* RECORDS FOR THE EXERCISE *

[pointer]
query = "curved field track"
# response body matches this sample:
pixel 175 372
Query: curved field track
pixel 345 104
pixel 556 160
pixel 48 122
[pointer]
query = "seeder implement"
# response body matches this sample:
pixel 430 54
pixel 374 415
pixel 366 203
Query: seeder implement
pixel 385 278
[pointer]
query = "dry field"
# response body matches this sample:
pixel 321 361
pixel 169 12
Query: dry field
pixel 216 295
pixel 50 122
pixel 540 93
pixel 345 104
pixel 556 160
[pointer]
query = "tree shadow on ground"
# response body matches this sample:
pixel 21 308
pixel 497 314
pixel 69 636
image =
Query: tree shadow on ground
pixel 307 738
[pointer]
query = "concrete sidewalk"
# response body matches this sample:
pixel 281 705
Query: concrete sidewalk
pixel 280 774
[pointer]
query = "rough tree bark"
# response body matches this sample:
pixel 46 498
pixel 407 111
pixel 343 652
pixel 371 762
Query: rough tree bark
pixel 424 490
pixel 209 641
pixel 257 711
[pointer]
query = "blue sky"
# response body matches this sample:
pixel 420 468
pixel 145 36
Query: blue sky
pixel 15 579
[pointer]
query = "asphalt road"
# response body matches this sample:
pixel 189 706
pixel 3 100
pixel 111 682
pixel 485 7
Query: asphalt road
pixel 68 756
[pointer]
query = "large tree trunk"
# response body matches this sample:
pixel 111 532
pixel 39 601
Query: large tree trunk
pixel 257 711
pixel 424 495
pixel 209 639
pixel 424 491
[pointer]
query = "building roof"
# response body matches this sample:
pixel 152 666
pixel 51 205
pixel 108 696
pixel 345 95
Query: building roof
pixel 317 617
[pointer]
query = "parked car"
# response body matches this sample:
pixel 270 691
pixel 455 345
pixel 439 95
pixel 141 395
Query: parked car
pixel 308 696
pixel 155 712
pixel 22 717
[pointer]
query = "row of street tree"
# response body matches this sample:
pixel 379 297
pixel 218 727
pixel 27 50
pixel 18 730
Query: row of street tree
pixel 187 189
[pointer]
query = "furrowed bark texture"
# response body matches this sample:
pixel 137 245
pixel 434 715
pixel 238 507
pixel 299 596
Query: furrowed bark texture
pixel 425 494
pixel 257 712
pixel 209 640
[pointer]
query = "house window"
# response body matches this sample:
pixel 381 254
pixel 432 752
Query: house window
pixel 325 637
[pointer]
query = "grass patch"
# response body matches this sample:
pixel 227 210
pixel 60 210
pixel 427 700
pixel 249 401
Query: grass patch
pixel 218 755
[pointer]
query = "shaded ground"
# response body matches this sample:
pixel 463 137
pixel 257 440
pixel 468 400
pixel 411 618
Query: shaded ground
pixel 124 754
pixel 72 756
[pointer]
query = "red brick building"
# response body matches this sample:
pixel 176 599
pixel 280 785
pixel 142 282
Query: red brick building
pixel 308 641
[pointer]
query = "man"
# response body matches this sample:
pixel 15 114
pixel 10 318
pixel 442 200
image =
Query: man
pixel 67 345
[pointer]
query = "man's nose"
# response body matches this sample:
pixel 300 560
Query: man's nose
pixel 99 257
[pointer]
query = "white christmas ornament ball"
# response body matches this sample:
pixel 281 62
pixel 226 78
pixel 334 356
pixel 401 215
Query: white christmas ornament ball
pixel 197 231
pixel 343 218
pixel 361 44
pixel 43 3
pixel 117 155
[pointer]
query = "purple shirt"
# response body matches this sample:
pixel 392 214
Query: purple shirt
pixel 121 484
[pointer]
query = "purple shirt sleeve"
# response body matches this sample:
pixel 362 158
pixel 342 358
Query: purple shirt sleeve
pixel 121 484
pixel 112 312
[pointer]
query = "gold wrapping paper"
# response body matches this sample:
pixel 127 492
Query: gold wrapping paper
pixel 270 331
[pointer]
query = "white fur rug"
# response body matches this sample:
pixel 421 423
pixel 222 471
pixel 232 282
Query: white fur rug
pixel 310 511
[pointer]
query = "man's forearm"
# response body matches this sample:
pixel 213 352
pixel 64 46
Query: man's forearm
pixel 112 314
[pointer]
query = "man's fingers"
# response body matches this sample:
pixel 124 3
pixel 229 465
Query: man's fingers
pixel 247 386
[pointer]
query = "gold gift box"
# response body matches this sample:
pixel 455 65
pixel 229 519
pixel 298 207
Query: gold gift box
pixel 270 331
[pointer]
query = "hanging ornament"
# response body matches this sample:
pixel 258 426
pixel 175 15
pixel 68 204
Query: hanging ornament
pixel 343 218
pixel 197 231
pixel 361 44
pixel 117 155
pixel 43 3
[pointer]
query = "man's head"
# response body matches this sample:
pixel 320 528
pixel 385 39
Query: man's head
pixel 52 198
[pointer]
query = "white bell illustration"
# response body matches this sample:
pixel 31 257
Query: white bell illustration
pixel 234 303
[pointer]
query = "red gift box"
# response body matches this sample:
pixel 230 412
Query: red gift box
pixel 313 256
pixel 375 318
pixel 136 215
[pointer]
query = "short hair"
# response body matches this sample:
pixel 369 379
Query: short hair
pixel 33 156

* YOUR OBJECTIVE *
Could you retype the entire listing exactly?

* ANSWER BOX *
[pointer]
query = "curved field track"
# response body matches this sample:
pixel 175 372
Query: curved field track
pixel 345 104
pixel 556 160
pixel 48 122
[pointer]
query = "seeder implement"
# response body matches this sample:
pixel 430 54
pixel 374 415
pixel 366 203
Query: seeder implement
pixel 385 278
[pointer]
query = "dry field"
# response body matches this sample:
pixel 321 361
pixel 169 12
Query: dry field
pixel 216 295
pixel 50 122
pixel 540 93
pixel 345 104
pixel 556 160
[pointer]
query = "tree shadow on ground"
# response body matches this sample:
pixel 21 308
pixel 497 314
pixel 69 636
image =
Query: tree shadow on ground
pixel 307 738
[pointer]
query = "concrete sidewalk"
# response body matches this sample:
pixel 281 705
Query: concrete sidewalk
pixel 280 774
[pointer]
query = "rough tree bark"
# response body matches this sample:
pixel 46 498
pixel 407 111
pixel 343 652
pixel 371 762
Query: rough tree bark
pixel 424 490
pixel 209 641
pixel 257 711
[pointer]
query = "blue sky"
# response body matches this sample:
pixel 420 468
pixel 145 36
Query: blue sky
pixel 15 579
[pointer]
query = "asphalt road"
# response body matches this sample:
pixel 189 706
pixel 3 100
pixel 111 682
pixel 485 7
Query: asphalt road
pixel 68 756
[pointer]
query = "large tree trunk"
# response body matches this sample:
pixel 111 532
pixel 39 601
Query: large tree trunk
pixel 257 711
pixel 424 495
pixel 209 639
pixel 424 491
[pointer]
query = "building roof"
# response body matches this sample:
pixel 152 666
pixel 51 205
pixel 108 696
pixel 345 95
Query: building roof
pixel 317 617
[pointer]
query = "parked car"
# response body matches this sample:
pixel 270 691
pixel 455 345
pixel 439 95
pixel 141 395
Query: parked car
pixel 308 696
pixel 155 712
pixel 22 717
[pointer]
query = "row of street tree"
# response body matches this sample:
pixel 379 297
pixel 218 727
pixel 27 50
pixel 18 730
Query: row of street tree
pixel 187 189
[pointer]
query = "furrowed bark texture"
# response body matches this sample:
pixel 137 245
pixel 434 715
pixel 238 507
pixel 299 596
Query: furrowed bark texture
pixel 425 494
pixel 257 712
pixel 209 640
[pointer]
query = "house window"
# response body matches this sample:
pixel 381 254
pixel 432 752
Query: house window
pixel 325 637
[pointer]
query = "grass patch"
# response body matches this sample:
pixel 227 210
pixel 60 210
pixel 427 700
pixel 249 401
Query: grass patch
pixel 218 755
[pointer]
query = "shaded ground"
# response body matches this sample:
pixel 463 137
pixel 257 440
pixel 468 400
pixel 411 618
Query: shaded ground
pixel 124 754
pixel 72 756
[pointer]
query = "red brick building"
# response body matches this sample:
pixel 176 599
pixel 280 785
pixel 142 282
Query: red brick building
pixel 308 641
[pointer]
query = "man"
# response body matches this sample:
pixel 15 114
pixel 10 318
pixel 442 200
image =
Query: man
pixel 67 345
[pointer]
query = "man's nose"
# response body matches this sample:
pixel 300 560
Query: man's nose
pixel 99 257
[pointer]
query = "white christmas ornament ball"
# response body matches this sample:
pixel 281 62
pixel 226 78
pixel 334 356
pixel 401 215
Query: white christmas ornament ball
pixel 197 231
pixel 343 218
pixel 361 44
pixel 43 3
pixel 117 155
[pointer]
query = "purple shirt"
# response body matches this sample:
pixel 392 214
Query: purple shirt
pixel 121 484
[pointer]
query = "purple shirt sleeve"
# response body matches this sample:
pixel 362 158
pixel 342 358
Query: purple shirt sleeve
pixel 121 484
pixel 112 312
[pointer]
query = "gold wrapping paper"
# response body matches this sample:
pixel 127 492
Query: gold wrapping paper
pixel 270 331
[pointer]
query = "white fur rug"
# response body matches this sample:
pixel 421 423
pixel 222 471
pixel 232 282
Query: white fur rug
pixel 310 511
[pointer]
query = "man's forearm"
# response body matches this sample:
pixel 213 352
pixel 64 46
Query: man's forearm
pixel 112 314
[pointer]
query = "man's fingers"
# response body matches this sample:
pixel 124 3
pixel 229 465
Query: man's fingers
pixel 247 386
[pointer]
query = "gold gift box"
# response body matches this sample:
pixel 455 65
pixel 229 519
pixel 298 207
Query: gold gift box
pixel 270 331
[pointer]
query = "hanging ornament"
# response body matches this sample:
pixel 258 426
pixel 175 15
pixel 68 204
Query: hanging ornament
pixel 343 218
pixel 197 231
pixel 361 44
pixel 117 155
pixel 43 3
[pointer]
query = "man's head"
# response body matches this sample:
pixel 320 528
pixel 385 39
Query: man's head
pixel 52 198
[pointer]
query = "white bell illustration"
# response body matches this sample:
pixel 31 257
Query: white bell illustration
pixel 234 303
[pointer]
query = "red gift box"
# response body matches this sample:
pixel 230 412
Query: red gift box
pixel 313 256
pixel 375 318
pixel 136 215
[pointer]
query = "short hair"
# response body matches this sample:
pixel 369 379
Query: short hair
pixel 33 156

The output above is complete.